| DOCUMENT EXTRACT |
--

Instead, Nadal found his seeding unmoved from his world ranking of fifth, an arguably false position caused by a seven-month injury lay-off from which he returned in February.
At number four in the seedings stood David Ferrer, a fellow Spaniard of Nadal who has reached one Wimbledon quarter-final and never won a major.
Nadal has won the grass-court grand slam twice, in 2008 and 2010, and been a runner-up in south-west London three times, and has made a mockery this year of suggestions his career could be at a crossroads after the knee trouble that forced him onto the sidelines for the second half of last season.
Brad Gilbert, the former coach of Andy Murray and Andre Agassi, said Wimbledon’s decision was a “100% joke”.
It came about not through deliberation of the tournament’s selection committee, but by the mathematical formula adopted by Wimbledon after liaison with the men’s tour, the ATP, in 2002.
World ranking is the first factor taken into consideration, with a player’s points supplemented by another layer of points gleaned from the grass-court events he has played in the past 12 months, and a final tranche coming in the form of 75% of the points he collected in the previous 12 months.

--

| STORED DATA |
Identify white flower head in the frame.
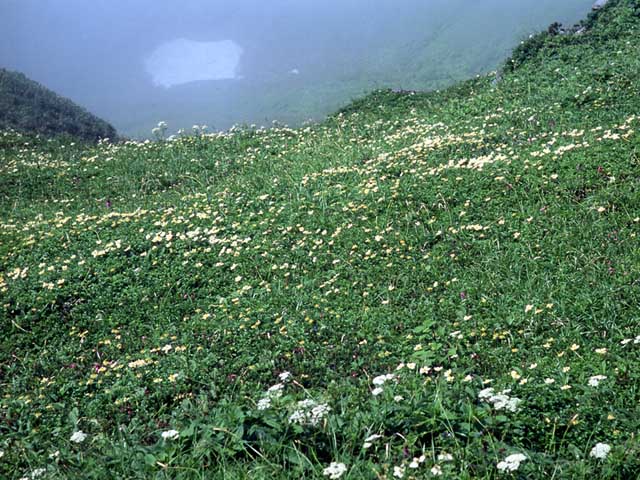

--

| REQUIREMENT A |
Answer these questions from the passage about Nadal's Wimbledon seeding, giving each answer on its own line marked like its question:
(i) In which years did Nadal win Wimbledon?
(ii) In what year did Wimbledon adopt its seeding formula after liaison with the ATP?
(iii) What percentage of a player's points from the previous 12 months is counted in the final tranche?
| REQUIREMENT B |
From the passage about Nadal's Wimbledon seeding, copy the stretch from "Instead, Nadal found" through "returned in February." word for word.
| REQUIREMENT C |
Proceed with the passage about Nadal's Wimbledon seeding, starting after its final sentence.

| RIGHT ANSWER A |
(i) 2008 and 2010
(ii) 2002
(iii) 75%

| RIGHT ANSWER B |
Instead, Nadal found his seeding unmoved from his world ranking of fifth, an arguably false position caused by a seven-month injury lay-off from which he returned in February.

| RIGHT ANSWER C |
That meant Nadal’s run to the 2011 final counted in his favour, but last year’s second-round loss to Czech player Lukas Rosol hit him hard.
While Nadal may wonder what more he could have done this year to earn a top-four seeding - since his return he has lost just two matches and landed his eighth French Open title - there was no doubting Wimbledon’s decision would make Friday’s draw suddenly more than the routine occasion it can typically be.
If the leading players progress according to their seeding, Nadal will lie in wait in the quarter-finals for one of world number one Novak Djokovic, number two Andy Murray, defending champion Roger Federer, or Ferrer.
The potential therefore remains for Murray to have to overcome Nadal, Federer and Djokovic in succession from the last-eight stage onwards to achieve his dream of adding the Wimbledon title to his US Open triumph.
Gilbert wrote on Twitter: “I will say 100% joke Ferrer seeded over Rafa no.”
Nadal was at Wimbledon today, attuning himself to the grass surface. Of his nine tournaments this year, eight have been contested on clay and the other, the Indian Wells Masters event, was on a hard court.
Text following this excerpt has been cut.